↓
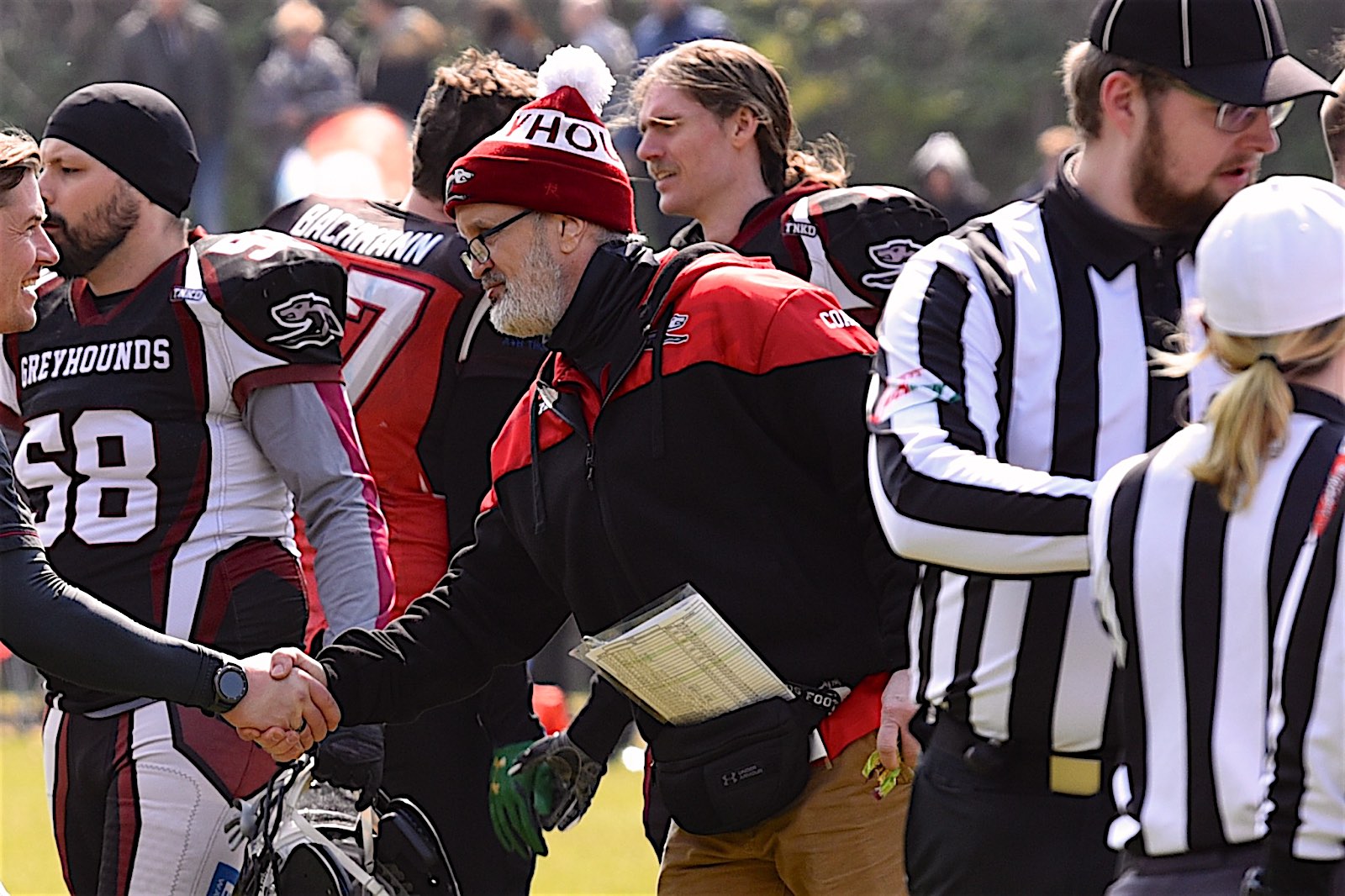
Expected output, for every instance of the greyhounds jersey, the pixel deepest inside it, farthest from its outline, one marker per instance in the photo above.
(147, 483)
(412, 308)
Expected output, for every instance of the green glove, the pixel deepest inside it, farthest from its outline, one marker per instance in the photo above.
(562, 779)
(510, 799)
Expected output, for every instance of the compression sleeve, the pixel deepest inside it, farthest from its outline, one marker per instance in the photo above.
(307, 432)
(62, 630)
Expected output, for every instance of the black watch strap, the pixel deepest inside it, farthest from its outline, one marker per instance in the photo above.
(230, 685)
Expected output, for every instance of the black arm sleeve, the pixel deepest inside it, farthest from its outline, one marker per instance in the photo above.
(506, 708)
(599, 725)
(61, 630)
(493, 609)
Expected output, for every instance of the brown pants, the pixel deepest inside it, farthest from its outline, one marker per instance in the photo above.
(837, 838)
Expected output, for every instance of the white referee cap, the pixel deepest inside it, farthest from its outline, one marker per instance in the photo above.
(1273, 260)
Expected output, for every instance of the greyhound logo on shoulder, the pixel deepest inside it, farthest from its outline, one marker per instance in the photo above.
(309, 320)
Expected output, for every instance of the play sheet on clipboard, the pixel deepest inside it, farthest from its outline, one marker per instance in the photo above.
(683, 661)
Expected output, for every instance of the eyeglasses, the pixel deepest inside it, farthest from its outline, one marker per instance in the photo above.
(477, 248)
(1235, 119)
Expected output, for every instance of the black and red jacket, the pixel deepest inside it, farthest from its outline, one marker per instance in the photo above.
(710, 436)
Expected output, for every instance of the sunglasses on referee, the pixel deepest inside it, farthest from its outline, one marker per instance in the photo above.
(1235, 119)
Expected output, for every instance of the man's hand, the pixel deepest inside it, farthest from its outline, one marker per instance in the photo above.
(898, 748)
(288, 707)
(513, 815)
(353, 757)
(562, 779)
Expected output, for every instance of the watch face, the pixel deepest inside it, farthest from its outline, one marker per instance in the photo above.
(232, 685)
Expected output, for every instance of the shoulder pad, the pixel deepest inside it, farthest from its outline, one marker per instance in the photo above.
(279, 291)
(857, 240)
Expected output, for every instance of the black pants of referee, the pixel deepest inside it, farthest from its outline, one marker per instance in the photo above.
(443, 762)
(1001, 830)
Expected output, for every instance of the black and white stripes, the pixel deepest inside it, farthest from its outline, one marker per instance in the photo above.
(1189, 595)
(1013, 373)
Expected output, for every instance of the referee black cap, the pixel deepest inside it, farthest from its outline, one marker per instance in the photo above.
(134, 131)
(1231, 50)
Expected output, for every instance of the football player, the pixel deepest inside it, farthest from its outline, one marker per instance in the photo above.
(179, 394)
(432, 383)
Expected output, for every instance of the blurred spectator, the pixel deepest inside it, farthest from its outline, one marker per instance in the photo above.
(178, 47)
(1051, 143)
(1333, 124)
(304, 78)
(588, 24)
(672, 22)
(397, 61)
(508, 29)
(943, 174)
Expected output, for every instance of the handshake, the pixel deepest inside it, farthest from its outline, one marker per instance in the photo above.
(287, 708)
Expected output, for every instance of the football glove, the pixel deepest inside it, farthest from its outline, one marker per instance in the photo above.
(562, 779)
(513, 815)
(353, 757)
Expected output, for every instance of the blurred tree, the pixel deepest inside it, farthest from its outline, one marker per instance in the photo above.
(880, 74)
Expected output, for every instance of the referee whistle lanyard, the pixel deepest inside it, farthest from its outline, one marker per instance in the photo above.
(1327, 505)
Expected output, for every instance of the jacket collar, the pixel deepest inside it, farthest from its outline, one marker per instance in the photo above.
(604, 313)
(759, 215)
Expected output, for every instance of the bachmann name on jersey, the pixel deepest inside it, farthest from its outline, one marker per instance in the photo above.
(147, 488)
(430, 381)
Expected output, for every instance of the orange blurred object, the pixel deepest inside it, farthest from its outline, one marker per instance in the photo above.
(362, 152)
(549, 708)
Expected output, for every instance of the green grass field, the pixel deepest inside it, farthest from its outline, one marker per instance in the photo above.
(604, 853)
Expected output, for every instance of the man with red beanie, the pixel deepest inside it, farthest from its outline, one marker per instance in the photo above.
(699, 420)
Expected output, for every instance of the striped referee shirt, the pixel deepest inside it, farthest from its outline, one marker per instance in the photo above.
(1189, 595)
(1012, 374)
(1306, 799)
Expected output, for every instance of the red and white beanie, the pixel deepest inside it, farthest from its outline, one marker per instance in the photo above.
(555, 154)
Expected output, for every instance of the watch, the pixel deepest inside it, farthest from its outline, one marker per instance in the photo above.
(230, 688)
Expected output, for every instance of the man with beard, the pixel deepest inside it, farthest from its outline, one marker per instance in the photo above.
(179, 394)
(721, 145)
(54, 625)
(697, 421)
(1013, 373)
(432, 383)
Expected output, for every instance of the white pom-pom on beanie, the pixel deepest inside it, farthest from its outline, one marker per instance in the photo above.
(578, 67)
(555, 154)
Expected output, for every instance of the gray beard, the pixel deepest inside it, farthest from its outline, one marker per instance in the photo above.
(533, 302)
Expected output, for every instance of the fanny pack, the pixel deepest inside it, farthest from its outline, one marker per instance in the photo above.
(736, 770)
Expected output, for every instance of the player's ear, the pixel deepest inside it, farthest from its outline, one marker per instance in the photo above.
(743, 125)
(572, 232)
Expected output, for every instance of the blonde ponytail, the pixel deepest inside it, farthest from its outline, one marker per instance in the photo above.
↑
What to produce:
Each record above should be repeated exactly, please, without pictures.

Output for this exercise:
Expected output, for every instance of the greyhounds jersey, the pixel deepest inside it, farthest from its outline, one marker per instance in the photo above.
(147, 483)
(412, 308)
Expected output, for every instance of the green glove, the pixel deepest inside it, farthest from its outline, one marker per instance in the photo above.
(562, 779)
(510, 799)
Expected output, for every instance of the compression sleeve, the pixel deepest inside it, farthest from its outline, one marker per instance in the photo above.
(307, 432)
(62, 630)
Expected output, for every instance of the black watch strap, the pixel deepest inside it, farthest from its outline, one marker per instance in the photo above.
(230, 685)
Expected output, for every instance of the black arm sleeve, the pixel deepest inside it, farthest from its outline, one marker per instance in the photo above.
(506, 708)
(599, 725)
(61, 630)
(493, 609)
Expected output, for every instance of the brown pants, the pixel deepest inside it, farthest from its outline, one marker per instance in the photo above.
(837, 838)
Expected output, for every instance of the white referee cap, the pixel deepest inside it, farthest from its outline, one marker per instance in the photo above.
(1273, 260)
Expected output, for every instance of the greyhound logo on shoulder, the pixel deepest inside it, farthest from its outline, one marker per instance in the photo above.
(309, 320)
Expected output, for every instance of the play sheet on clipboard, the pixel deepest inside it, farthest from its outline, one marker per instance in the photo above.
(683, 661)
Expected output, for every instance of the eyeglasses, the pixel deepest inside it, farthest from its outline, one marker per instance in the photo above.
(477, 248)
(1235, 119)
Expected output, for every instance of the black and red jacket, the pixel deepest inside it, farthest from its outline, one marker per instance in the photo above.
(710, 436)
Expected output, for every instance of the sunglasses on referee, the pixel deepest inside it, farthest from its outline, one marker per instance in the photo above.
(1235, 119)
Expected output, for every instance of the man's hand, the pixel deepest inside it, farthest from its outline, one marker per instance in the photo above.
(898, 748)
(288, 707)
(513, 815)
(353, 757)
(562, 779)
Expected output, for every instance of the watch face, the pixel deepest inside it, farthest from its outline, one marker per instance in the photo above.
(232, 685)
Expected output, for every instance of the shoulder pad, the pixel deepest inside it, farthest from its outline, one marker per instance in the photo above.
(279, 291)
(857, 240)
Expected output, for every instance of the black pants of referee, the pixel deepest inside it, farthest from its outline, one marker per instance in the photo above.
(443, 762)
(1001, 830)
Expected output, for every instance of the black and white stripes, the pixel deepest inside it, farthest from its outline, one marker per instance in the photo above.
(1189, 595)
(1013, 373)
Expected output, for every instance of the referee black cap, the pixel deepest inside it, farthest from its outline, one marker per instance in the photo above.
(134, 131)
(1231, 50)
Expected output, for every instance of the football player, the pixel deepest inside it, farthest from its outline, one marker per instance in the photo above.
(179, 394)
(432, 383)
Expected output, for every instance of the blurred spectator, the pixel deepest inside it, farthest from its outline, one marker per instance in the photo above.
(178, 47)
(1051, 143)
(1333, 124)
(304, 78)
(588, 24)
(672, 22)
(397, 61)
(508, 29)
(943, 174)
Expected output, for every instance of the handshake, the pixel deepest inside it, farthest from its outline, one marker per instance in the photo above.
(287, 708)
Expected output, for every instance of the football glove, the pixel deepest inside it, farthest from its outline, one marker per instance in the photo above.
(562, 779)
(513, 815)
(353, 757)
Expected output, for every instance of the blurred tree, the pixel deepest inside it, farthest from its outline, one marker per instance in the photo above.
(880, 74)
Expected output, for every instance of the referee whistle lanyard, the pixel deepest inside it, farthest from its outline, one marker per instance in the photo above.
(1327, 505)
Expected output, for every instance of the jacket collar, the pixel deepest inside it, farthest from its outline, one marker per instance in the photo above.
(604, 313)
(759, 215)
Expected output, for every instance of the bachmann name on jersey, the pixel deepest inside it, farthest from its outline, one marker per instance in the photo above.
(147, 488)
(430, 381)
Expected output, for every instance of the orange blurred object, the pixel deepest inside it, farthest from its outline, one marker per instance in the photo above.
(362, 152)
(549, 708)
Expected output, for every instance of the green grass field, the pixel deepest inside it, farthest from its outline, one marker per instance in the photo above.
(604, 853)
Expected output, for every instance of the man with red beanie, the pixel deepest inside it, farthest from its outline, one marker per instance in the photo above.
(699, 420)
Expected output, for every instance of the striped referee shirt, the pixel deepest inside it, farthest from its outline, one marker per instance in the photo above.
(1189, 595)
(1012, 374)
(1306, 799)
Expected output, for every instance of the red and white beanie, the pixel deepest inside it, farthest from its outline, one marker per instance in the photo above.
(555, 154)
Expected output, for every instance of the watch, the pixel deepest inside it, farthest from its outline, one marker per instance in the photo above.
(230, 688)
Expected output, for every instance of the man with beard, the pixel deepest inside it, farthest from its outline, one marker per instance in the photo above.
(179, 394)
(721, 145)
(54, 625)
(697, 421)
(1013, 373)
(432, 383)
Expected output, for every instance of the white pom-pom on beanie, the pixel deepest inside it, farthest from its outline, one marker per instance in the photo above.
(578, 67)
(555, 154)
Expected output, for every instance of the gray beard, the pixel deepest inside it, farthest from its outline, one marker per instance in the photo above.
(533, 302)
Expected output, for every instance of the fanny pack, the pixel deepest inside it, farthest from its outline, one marker per instance in the photo above.
(736, 770)
Expected output, for every instance of the player's ear, the pixel deepest inside it, farthest from its outline, one marker per instance in the photo above.
(743, 125)
(572, 232)
Expected output, for every instance of the blonde ponytail, the pixel deepest inside it, farthest from its outline, one marker per instance in the photo above.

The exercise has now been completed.